**** DOCUMENT

Listen up.

I have never been much of an activist.

I stay away from public action. I don’t attend protests. I don’t publically speak on issues. I think it’s my introverted side coming out.

But I am a writer. I like one-on-one conversations. My activism is shown more through my conversations surrounding injustice, both in-person and through written word, than anything else.

Throughout college, I was conflicted about this. I felt like the only way I could be an ally or influence change was to be physically present, something I shy away from because of my personality and comfort-level. If you’re an introvert, you get me.

But I’m learning that I can be an ally and advocate through writing. I’m thankful that my current job allows me to immensely learn about issues communities face and encourages open dialogue about diversity, equity and inclusion.

Hearing about the recent events at Mizzou hurts my heart. And with my new-found voice, it’s time I use it.

I vividly remember the divisiveness of last fall, ONE year ago. A few friends and I attended one of the prayer circles at the hunger strike campsite. It was such a beautiful experience. There were students of all backgrounds, races, ethnicities, gender, religions, coming together to learn and heal and create change. Maybe it’s the optimistic side of me, but I was deeply moved and felt like our campus could change.

Obviously, I was wrong.

Being a white girl from an affluent Chicago suburb, I have a lot of privilege. I know reading that word, you might get defensive, but let me remind you that privilege isn’t a BAD thing. It’s just there. The effects, consequences and actions of privilege are what can be detrimental.

In your life, you have still experienced oppression in some ways even if your identity is covered in privilege. This seems like a heavy word, but it’s a heavy topic. My privilege comes from my religion, race, socioeconomic background, among other things. My oppression comes from my gender.

********
**** RECORDS SUPPLIED

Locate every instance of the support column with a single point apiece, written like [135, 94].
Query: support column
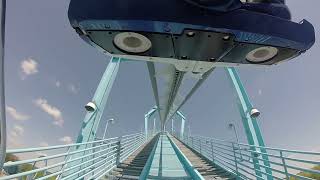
[146, 119]
[3, 132]
[183, 121]
[172, 129]
[154, 126]
[250, 124]
[92, 119]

********

GOAL 1.
Answer these questions about the post on activism and privilege:
(a) Where did the writer and a few friends attend a prayer circle?
(b) Where is the writer from?
(c) What does the writer name as the source of their oppression?
GOAL 2.
Continue the post on activism and privilege from its final sentence.

WRITTEN ANSWER 1.
(a) At the hunger strike campsite.
(b) An affluent Chicago suburb.
(c) Their gender.

WRITTEN ANSWER 2.
To relate to people who don’t hold the same privileges as me, I can reach into my own experiences to start a conversation. I’m not saying different oppressions are same thing or that there is a hierarchy, all I’m saying is you can use a shared feeling to better understand someone’s lived experiences.

I, like many people who share my privileges, sometimes feel apathy towards the news of violence against people of color. My heart hurts when I hear the news, but I don’t take action besides maybe share an article on Facebook, which really isn’t meaningful. I know that’s horrible thing to say. But it’s the truth and I’m being real.

However, I get riled up when I hear about violence against women. I write about it and am pretty vocal. This is part of being human, relating to people who share our oppressions.

But what if we listened to one another and realized that while different in nature, we can unite and share in similar (yet different) experiences. Difference should be seen as difference, not as a negative thing.

I’m simplifying a very complex situation. I’m not offering solutions on how to solve systemic oppression. I’m not even bringing into the equation intersectionality. But that is not the point of this post.

I’m just saying we need to LISTEN to each other, first. When you open your ears, your hearts soon follow, and this ultimately inspires action. You learn to relate to people who are different than you and you can feel their pain, too.

So please, listen up. We need to change.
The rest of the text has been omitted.